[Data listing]
-- START --
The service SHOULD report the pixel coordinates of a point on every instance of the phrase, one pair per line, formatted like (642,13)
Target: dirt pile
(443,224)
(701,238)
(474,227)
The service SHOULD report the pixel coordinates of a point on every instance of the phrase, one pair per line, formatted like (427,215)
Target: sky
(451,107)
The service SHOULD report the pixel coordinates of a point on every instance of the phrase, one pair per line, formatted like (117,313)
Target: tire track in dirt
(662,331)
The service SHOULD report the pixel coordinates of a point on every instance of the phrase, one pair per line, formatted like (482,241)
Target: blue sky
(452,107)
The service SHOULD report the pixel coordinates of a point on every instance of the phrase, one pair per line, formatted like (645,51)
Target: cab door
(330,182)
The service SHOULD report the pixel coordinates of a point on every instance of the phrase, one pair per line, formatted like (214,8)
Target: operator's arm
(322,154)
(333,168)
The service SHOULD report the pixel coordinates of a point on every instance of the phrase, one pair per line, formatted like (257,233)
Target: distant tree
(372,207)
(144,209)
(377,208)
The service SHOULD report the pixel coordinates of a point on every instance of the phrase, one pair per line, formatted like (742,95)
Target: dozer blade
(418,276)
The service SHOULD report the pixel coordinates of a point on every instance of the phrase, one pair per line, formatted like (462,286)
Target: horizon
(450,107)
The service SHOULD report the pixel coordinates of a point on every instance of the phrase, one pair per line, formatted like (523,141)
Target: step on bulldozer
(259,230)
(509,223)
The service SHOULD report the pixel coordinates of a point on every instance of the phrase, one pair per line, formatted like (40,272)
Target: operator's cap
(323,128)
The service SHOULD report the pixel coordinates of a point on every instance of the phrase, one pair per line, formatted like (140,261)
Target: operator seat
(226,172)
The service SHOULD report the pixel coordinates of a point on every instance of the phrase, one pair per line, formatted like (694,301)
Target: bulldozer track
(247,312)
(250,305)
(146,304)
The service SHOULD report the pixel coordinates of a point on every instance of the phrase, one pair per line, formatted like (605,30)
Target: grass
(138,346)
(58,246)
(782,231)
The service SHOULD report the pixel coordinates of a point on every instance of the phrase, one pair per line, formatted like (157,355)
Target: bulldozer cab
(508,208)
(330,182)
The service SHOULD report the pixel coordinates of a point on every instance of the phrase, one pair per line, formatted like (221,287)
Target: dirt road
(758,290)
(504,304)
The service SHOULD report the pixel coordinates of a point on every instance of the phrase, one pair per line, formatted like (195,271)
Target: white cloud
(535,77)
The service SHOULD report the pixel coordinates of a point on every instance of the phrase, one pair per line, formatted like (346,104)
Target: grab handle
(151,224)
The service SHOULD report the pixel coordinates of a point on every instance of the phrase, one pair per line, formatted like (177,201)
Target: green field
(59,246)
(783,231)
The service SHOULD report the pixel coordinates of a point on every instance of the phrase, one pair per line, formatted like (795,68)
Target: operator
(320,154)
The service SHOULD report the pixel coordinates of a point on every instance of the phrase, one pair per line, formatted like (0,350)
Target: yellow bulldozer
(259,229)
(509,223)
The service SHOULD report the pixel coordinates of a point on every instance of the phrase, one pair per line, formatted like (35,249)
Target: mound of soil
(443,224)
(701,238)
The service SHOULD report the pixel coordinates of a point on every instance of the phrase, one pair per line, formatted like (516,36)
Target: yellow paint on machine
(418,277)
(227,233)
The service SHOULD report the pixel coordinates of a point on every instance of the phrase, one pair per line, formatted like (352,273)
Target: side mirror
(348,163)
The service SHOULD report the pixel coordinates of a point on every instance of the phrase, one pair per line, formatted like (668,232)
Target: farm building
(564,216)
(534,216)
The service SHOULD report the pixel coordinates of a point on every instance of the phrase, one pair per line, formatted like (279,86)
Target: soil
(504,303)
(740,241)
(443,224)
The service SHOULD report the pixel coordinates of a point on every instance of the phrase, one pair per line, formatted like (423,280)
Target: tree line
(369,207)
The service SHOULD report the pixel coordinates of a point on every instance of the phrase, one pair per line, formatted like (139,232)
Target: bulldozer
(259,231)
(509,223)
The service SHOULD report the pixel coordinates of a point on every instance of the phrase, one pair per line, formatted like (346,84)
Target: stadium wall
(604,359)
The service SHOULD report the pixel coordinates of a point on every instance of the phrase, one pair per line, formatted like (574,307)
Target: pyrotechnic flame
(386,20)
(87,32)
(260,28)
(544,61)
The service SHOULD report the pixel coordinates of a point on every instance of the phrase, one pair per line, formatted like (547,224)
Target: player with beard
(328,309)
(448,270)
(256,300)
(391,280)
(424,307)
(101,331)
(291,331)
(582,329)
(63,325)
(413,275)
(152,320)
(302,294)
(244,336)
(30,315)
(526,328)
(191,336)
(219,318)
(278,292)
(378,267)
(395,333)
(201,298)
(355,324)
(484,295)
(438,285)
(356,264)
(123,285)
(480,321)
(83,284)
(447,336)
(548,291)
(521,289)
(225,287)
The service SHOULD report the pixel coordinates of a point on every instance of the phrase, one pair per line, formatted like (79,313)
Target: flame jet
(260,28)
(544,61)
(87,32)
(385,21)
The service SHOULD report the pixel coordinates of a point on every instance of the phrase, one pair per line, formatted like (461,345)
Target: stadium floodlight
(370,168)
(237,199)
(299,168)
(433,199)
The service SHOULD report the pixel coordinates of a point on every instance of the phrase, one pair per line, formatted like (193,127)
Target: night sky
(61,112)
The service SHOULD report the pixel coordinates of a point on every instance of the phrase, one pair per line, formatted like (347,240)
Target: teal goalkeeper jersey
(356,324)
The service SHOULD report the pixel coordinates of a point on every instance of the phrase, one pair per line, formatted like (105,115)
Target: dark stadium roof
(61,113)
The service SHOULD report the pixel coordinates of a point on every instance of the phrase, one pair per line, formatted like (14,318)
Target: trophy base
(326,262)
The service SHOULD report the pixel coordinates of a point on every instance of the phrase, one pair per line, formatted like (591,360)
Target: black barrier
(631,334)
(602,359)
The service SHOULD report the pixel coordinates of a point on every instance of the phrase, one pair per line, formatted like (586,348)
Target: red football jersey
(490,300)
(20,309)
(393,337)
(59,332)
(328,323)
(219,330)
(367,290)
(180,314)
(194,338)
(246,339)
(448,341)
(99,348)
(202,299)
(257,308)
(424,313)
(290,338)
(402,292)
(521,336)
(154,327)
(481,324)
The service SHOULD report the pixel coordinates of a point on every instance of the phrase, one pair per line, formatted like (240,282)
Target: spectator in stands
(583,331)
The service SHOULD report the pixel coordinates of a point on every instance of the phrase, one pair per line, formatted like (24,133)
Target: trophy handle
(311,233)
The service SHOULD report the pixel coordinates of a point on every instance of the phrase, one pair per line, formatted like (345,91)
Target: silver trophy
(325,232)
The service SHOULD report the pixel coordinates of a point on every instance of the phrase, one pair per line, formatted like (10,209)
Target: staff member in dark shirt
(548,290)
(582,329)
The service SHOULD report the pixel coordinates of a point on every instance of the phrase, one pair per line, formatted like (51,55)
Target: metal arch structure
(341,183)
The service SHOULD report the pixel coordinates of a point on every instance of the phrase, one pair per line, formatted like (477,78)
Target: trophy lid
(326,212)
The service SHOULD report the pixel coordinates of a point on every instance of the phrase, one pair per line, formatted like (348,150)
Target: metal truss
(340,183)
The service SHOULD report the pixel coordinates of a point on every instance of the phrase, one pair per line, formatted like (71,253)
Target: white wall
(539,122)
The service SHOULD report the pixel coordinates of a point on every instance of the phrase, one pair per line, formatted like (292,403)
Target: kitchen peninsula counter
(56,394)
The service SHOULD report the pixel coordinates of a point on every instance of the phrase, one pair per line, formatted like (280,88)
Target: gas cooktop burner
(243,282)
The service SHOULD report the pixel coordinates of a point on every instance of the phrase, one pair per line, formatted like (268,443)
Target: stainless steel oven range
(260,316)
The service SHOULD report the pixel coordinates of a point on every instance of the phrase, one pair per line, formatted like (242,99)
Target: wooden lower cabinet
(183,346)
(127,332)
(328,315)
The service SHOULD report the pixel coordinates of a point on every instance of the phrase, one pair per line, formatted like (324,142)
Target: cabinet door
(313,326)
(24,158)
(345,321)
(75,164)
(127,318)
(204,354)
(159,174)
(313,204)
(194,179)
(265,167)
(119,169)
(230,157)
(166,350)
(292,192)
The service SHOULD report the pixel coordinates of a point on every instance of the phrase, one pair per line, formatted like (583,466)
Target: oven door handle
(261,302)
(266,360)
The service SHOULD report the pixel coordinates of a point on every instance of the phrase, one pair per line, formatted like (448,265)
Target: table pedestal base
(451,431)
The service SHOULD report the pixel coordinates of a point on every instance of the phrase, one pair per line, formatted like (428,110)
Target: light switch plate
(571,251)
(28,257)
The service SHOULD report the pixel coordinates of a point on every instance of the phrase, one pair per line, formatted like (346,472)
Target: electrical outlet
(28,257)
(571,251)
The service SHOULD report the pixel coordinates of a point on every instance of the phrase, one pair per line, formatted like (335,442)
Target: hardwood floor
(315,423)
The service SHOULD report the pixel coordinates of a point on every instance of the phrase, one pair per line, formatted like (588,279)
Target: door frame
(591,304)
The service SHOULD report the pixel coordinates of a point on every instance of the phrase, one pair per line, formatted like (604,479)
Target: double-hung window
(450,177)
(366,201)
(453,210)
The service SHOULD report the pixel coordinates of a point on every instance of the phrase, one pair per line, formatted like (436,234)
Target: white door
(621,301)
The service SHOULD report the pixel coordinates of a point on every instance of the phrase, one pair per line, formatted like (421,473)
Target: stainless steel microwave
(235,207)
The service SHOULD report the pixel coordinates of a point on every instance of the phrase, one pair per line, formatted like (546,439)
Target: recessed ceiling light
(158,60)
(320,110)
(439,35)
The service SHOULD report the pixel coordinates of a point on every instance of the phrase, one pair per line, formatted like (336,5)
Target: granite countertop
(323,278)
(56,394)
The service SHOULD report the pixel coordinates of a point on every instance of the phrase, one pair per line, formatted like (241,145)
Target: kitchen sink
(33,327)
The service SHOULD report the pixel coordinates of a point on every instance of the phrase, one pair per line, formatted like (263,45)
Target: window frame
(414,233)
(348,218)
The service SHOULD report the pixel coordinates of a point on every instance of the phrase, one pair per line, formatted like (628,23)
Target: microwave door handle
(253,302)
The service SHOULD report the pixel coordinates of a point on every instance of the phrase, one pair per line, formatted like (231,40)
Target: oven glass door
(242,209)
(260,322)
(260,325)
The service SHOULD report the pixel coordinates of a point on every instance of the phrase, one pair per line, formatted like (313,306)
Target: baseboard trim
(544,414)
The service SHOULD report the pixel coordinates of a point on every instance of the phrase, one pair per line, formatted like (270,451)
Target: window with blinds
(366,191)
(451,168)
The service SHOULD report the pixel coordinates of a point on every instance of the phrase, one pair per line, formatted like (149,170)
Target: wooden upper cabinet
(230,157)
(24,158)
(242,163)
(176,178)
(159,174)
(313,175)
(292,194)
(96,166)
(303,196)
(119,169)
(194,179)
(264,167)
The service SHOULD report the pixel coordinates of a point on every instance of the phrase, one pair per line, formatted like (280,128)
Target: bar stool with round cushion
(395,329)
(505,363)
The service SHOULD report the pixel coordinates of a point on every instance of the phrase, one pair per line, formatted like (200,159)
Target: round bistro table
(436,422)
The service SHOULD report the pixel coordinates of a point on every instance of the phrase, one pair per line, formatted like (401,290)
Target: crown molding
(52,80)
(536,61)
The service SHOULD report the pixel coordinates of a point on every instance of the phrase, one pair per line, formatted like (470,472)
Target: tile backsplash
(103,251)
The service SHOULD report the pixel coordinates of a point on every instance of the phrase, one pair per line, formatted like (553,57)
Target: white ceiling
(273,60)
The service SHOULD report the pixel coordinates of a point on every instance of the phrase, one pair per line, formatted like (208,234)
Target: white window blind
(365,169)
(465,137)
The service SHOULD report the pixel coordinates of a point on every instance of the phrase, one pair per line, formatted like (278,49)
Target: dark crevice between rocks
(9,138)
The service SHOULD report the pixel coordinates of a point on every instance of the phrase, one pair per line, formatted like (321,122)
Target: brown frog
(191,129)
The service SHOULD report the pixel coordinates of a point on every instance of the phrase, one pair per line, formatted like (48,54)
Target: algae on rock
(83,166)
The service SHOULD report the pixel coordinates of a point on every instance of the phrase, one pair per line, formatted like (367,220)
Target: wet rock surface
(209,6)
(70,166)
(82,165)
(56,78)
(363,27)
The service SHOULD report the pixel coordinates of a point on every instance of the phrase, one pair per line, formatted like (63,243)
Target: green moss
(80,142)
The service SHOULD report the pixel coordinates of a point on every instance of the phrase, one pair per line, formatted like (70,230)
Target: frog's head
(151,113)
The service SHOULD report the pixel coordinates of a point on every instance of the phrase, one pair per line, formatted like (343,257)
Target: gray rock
-- END --
Reproduce exactly the line that holds "formatted like (200,159)", then every line after it, ending with the final line of the records above.

The service SHOULD report the pixel coordinates of a point on every instance of the phrase, one pair per line, formatted like (200,159)
Target: round bistro table
(436,422)
The service SHOULD report the pixel coordinates of a point on every instance of the phrase, one pair per line, formatted like (401,290)
Target: crown molding
(52,80)
(536,61)
The service SHOULD report the pixel coordinates of a point on every instance of the phrase, one pair per line, formatted like (470,472)
Target: tile backsplash
(103,251)
The service SHOULD report the pixel coordinates of a point on every instance of the phrase, one pair per line, formatted like (553,57)
Target: white ceiling
(273,60)
The service SHOULD report the pixel coordinates of a point on every instance of the phrase, one pair per line, formatted like (208,234)
Target: white window blind
(365,169)
(465,137)
The service SHOULD report the pixel coordinates of a point on every instance of the phrase, one pair per line, formatted like (278,49)
Target: dark crevice between rocks
(9,138)
The service SHOULD report the pixel coordinates of a point on every instance of the phrase, one pair per line, formatted like (321,122)
Target: brown frog
(191,129)
The service SHOULD report the pixel coordinates of a point on every instance of the phrase, one pair per line, formatted like (48,54)
Target: algae on rock
(83,166)
The service SHOULD report the pixel coordinates of a point on every instance of the phrase, one pair per line, formatted like (367,220)
Target: wet rock surface
(209,6)
(70,166)
(82,165)
(56,78)
(363,27)
The service SHOULD report the pixel coordinates of a point on every instance of the phrase, one pair per line, formatted like (63,243)
Target: green moss
(80,142)
The service SHOULD report the pixel coordinates of a point on every instance of the phrase, one pair per line, formatted like (70,230)
Target: frog's head
(151,113)
The service SHOULD report the pixel coordinates of a point on every instance of the phrase, one pair per line, formatted like (343,257)
Target: gray rock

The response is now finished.